Work to do
Please rewrite the rows starting at "What element corresponds to the humpback" and ending at "[0,0,450,48]", both included, as a JSON list of strings with one string per line and any blank lines left out.

(Excerpts of labeled region data)
============
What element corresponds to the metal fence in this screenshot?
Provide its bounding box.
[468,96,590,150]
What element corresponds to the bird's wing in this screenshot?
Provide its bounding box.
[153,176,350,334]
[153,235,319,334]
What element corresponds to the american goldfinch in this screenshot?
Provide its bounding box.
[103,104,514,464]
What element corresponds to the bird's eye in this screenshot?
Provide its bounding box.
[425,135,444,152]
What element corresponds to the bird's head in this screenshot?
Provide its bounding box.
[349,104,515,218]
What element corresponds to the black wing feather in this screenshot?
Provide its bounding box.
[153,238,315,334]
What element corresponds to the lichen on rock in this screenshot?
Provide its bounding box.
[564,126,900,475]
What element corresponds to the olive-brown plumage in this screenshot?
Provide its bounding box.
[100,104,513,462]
============
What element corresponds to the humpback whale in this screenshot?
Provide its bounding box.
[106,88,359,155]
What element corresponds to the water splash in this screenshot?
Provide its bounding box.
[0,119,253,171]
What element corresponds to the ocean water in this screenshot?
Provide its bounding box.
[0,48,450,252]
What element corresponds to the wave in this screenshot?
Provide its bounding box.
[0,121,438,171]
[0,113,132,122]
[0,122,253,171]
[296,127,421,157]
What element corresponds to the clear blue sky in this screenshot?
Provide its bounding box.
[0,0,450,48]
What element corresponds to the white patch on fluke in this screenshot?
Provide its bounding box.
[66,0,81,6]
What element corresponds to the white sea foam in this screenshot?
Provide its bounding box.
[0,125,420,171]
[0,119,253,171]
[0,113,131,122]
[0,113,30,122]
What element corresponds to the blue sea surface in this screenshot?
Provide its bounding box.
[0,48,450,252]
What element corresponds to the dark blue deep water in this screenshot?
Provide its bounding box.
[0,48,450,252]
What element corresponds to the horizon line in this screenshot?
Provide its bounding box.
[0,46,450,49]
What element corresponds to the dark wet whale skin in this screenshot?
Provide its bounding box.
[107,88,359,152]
============
Answer to this exercise
[
  "What element corresponds to the humpback whale in this screenshot?",
  "Provide its bounding box.",
  "[106,88,359,155]",
  "What element corresponds to the water splash in this screenshot?",
  "Provide its bounding box.",
  "[0,119,253,171]",
  "What element corresponds to the ocean water in this screenshot?",
  "Provide its bounding box.",
  "[0,48,450,252]",
  "What element corresponds to the wave in this screenshot?",
  "Provide its bounding box.",
  "[0,121,438,171]",
  "[0,113,132,122]",
  "[0,122,253,171]",
  "[296,127,421,157]",
  "What element corresponds to the clear blue sky in this screenshot?",
  "Provide its bounding box.",
  "[0,0,450,48]"
]